Dataset entries:

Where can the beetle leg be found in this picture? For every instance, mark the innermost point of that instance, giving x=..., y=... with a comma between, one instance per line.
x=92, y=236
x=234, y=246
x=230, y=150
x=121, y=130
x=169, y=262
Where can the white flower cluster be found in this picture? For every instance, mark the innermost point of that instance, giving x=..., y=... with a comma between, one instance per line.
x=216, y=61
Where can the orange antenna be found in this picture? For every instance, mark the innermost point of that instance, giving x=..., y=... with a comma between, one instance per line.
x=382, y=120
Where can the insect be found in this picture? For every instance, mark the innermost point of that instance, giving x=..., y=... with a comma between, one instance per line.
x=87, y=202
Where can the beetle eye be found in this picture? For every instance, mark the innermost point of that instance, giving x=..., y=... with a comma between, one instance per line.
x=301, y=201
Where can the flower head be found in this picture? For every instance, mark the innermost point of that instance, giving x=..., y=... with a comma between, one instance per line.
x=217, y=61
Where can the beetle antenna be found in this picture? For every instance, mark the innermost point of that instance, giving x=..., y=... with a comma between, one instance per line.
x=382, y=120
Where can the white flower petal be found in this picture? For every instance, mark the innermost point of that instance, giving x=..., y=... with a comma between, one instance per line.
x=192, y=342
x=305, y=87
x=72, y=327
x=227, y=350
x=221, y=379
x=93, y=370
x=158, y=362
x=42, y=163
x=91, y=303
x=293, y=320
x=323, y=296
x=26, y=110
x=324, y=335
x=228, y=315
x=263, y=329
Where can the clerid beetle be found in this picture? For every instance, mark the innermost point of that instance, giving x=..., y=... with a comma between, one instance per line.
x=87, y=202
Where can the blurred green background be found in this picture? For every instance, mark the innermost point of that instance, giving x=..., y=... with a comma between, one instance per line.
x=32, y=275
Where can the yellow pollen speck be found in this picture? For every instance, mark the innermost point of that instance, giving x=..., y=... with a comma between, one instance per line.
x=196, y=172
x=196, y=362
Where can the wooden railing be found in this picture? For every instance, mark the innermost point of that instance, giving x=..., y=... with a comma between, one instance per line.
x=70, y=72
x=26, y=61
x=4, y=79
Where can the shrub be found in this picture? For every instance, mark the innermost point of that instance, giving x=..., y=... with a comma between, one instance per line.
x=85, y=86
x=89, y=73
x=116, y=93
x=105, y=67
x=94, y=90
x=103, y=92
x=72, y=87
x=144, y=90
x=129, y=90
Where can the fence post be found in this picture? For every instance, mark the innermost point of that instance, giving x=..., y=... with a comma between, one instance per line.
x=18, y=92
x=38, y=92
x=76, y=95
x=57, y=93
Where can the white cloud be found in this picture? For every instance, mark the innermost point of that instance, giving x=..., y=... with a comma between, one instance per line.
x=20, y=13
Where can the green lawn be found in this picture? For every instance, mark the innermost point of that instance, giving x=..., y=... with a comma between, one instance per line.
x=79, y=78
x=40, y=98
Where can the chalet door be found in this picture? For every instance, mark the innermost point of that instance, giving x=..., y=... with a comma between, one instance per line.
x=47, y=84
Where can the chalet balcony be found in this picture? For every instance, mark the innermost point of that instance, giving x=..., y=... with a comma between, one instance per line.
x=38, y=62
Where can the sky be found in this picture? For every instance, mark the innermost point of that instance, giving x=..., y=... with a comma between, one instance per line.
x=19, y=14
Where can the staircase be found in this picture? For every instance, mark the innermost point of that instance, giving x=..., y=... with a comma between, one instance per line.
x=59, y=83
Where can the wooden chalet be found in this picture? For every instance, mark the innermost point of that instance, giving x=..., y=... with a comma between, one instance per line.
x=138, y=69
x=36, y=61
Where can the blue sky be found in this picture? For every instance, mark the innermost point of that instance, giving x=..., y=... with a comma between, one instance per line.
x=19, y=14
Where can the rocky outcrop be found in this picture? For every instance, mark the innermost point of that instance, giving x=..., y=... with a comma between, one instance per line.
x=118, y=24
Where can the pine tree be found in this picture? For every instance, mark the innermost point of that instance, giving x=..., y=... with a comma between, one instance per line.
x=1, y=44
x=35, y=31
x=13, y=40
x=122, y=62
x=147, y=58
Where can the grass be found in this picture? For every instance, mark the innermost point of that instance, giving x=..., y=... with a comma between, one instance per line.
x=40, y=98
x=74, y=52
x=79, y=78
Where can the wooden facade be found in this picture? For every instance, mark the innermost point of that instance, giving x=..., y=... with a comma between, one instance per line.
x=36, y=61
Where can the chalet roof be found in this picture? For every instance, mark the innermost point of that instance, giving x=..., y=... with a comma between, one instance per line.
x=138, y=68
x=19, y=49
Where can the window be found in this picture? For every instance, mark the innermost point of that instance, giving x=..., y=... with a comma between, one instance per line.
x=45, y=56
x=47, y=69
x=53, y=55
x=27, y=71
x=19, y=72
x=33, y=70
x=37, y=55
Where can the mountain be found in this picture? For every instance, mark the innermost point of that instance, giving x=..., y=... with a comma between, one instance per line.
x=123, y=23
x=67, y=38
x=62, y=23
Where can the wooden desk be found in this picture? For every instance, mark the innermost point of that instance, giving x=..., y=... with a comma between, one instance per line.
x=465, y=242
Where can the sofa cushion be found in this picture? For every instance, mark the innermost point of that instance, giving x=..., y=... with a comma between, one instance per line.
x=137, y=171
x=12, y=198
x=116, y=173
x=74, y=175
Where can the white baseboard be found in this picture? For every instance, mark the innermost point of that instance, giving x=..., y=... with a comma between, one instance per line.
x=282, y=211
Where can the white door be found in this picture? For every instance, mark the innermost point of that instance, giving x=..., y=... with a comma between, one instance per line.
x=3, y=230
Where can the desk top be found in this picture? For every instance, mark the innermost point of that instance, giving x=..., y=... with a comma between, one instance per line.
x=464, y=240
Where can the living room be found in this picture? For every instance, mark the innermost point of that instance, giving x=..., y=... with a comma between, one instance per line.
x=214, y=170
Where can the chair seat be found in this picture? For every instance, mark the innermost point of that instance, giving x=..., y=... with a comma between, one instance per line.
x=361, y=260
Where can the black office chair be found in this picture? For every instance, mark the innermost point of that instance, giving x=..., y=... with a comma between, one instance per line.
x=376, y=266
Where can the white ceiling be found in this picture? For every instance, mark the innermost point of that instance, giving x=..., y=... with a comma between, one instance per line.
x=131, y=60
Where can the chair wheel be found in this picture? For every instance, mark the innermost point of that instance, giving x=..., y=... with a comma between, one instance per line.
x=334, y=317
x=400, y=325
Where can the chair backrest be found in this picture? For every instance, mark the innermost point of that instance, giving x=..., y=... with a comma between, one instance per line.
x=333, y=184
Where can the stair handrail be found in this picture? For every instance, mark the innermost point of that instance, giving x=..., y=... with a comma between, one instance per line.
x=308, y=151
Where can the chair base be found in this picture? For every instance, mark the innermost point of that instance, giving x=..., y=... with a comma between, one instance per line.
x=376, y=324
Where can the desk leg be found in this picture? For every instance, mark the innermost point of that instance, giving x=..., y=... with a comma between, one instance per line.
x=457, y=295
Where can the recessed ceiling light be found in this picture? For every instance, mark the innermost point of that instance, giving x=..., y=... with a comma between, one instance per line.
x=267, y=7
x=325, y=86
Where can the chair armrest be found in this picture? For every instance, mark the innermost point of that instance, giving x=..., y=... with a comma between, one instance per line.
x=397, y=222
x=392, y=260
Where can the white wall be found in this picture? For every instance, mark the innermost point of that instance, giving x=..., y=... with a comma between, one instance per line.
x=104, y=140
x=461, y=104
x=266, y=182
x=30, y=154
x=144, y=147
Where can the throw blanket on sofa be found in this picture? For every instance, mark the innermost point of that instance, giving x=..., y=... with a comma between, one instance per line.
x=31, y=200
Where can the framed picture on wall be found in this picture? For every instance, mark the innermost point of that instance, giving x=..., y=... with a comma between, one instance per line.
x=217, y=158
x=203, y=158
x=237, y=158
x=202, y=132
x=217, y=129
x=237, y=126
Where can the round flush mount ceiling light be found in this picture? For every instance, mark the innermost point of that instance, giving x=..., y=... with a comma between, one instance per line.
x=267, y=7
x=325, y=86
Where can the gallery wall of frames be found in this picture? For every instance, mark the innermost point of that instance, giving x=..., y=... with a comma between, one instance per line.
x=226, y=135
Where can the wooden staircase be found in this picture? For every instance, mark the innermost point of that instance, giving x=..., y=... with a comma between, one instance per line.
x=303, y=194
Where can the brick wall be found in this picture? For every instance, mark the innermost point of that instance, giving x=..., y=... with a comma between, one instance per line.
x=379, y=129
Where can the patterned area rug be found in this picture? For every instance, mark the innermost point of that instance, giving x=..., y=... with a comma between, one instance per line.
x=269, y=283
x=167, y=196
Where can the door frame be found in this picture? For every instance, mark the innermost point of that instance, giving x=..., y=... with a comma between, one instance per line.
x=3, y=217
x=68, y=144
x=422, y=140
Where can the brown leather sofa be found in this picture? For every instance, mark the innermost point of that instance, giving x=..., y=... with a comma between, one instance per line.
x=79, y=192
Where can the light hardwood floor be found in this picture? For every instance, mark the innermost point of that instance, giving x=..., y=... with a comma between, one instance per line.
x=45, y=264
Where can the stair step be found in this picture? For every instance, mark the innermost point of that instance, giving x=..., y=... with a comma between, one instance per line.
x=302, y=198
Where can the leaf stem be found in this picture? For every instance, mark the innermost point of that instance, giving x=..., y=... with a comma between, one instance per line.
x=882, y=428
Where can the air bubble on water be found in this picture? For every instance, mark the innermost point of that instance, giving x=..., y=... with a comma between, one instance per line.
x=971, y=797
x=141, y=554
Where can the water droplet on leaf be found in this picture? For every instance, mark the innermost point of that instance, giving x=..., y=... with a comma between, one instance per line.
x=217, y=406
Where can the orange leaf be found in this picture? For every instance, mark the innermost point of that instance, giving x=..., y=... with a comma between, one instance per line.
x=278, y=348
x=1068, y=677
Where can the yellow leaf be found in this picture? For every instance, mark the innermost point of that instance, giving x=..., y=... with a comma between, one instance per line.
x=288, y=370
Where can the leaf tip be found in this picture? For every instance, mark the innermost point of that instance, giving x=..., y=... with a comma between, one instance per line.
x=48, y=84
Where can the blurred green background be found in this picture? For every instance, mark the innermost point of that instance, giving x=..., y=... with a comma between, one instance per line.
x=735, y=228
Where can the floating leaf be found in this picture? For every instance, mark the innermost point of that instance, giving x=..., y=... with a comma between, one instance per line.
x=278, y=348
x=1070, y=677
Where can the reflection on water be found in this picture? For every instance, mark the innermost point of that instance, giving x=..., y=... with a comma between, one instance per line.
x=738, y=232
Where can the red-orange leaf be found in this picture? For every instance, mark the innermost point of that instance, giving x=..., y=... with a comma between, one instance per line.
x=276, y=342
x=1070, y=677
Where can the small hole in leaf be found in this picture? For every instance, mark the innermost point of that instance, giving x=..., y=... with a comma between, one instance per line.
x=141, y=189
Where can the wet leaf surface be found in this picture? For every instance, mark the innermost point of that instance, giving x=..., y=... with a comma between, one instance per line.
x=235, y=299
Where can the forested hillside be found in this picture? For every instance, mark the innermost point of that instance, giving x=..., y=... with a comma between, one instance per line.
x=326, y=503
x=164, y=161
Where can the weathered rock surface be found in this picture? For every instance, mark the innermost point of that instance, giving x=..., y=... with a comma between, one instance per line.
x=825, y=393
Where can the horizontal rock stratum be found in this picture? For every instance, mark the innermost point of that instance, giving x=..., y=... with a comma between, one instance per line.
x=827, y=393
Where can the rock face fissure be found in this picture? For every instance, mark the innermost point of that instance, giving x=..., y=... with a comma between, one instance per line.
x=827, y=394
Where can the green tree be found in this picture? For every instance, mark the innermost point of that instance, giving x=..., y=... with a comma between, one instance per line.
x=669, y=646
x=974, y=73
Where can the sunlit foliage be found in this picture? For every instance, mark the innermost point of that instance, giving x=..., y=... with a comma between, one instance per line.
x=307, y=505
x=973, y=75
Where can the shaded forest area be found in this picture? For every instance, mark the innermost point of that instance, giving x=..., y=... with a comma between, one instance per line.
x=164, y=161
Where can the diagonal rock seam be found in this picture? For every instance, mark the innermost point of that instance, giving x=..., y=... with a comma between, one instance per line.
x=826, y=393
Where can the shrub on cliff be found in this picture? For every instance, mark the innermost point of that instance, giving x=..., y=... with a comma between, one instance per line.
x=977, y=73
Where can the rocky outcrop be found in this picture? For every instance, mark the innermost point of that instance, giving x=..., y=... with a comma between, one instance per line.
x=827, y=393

__The task__. In the answer, please give only the lines from the line containing "Where can the wet" through the final line of the data, copied exactly.

__Result for this task__.
Where can the wet leaf surface be found in this picture? For every instance, mark the innermost point of that instance, giving x=..., y=... with a comma between, one instance per line.
x=235, y=299
Where can the forested hillside be found in this picture? For every instance, mark the innermost point of that instance, giving x=..., y=... with a comma between, one instance per line.
x=326, y=503
x=164, y=161
Where can the weathered rock surface be found in this picture? For every instance, mark the innermost point of that instance, giving x=..., y=... with a comma between, one instance per line.
x=825, y=393
Where can the horizontal rock stratum be found in this picture? For every instance, mark the innermost point of that instance, giving x=..., y=... with a comma between, one instance per line.
x=827, y=393
Where can the rock face fissure be found in this picture? For every instance, mark the innermost point of that instance, giving x=..., y=... with a comma between, one instance per line.
x=827, y=394
Where can the green tree be found in this picture? For every instance, mark the innermost point of that instance, giving x=..., y=... with a comma between, one instance per line.
x=669, y=646
x=974, y=73
Where can the sunlit foliage be found in this picture? For every instance, mark the innermost point of that instance, giving x=..., y=... with a comma between, one instance per line.
x=307, y=505
x=973, y=75
Where can the shaded forest area be found in this picture? For every instance, mark the innermost point of that instance, giving x=..., y=... with a comma between, one instance per line.
x=164, y=161
Where can the diagonal rock seam be found in this picture? For every instance, mark the innermost point of that instance, giving x=..., y=... with a comma between, one instance per line.
x=826, y=393
Where can the shrub on cliff be found in this picture? For every instance, mark the innermost point of that instance, giving x=..., y=... with a comma between, one instance per line.
x=977, y=73
Where can the rocky outcrop be found in this picture? For every instance, mark the innermost point of that instance, giving x=..., y=... with a comma between, one instance per line.
x=827, y=393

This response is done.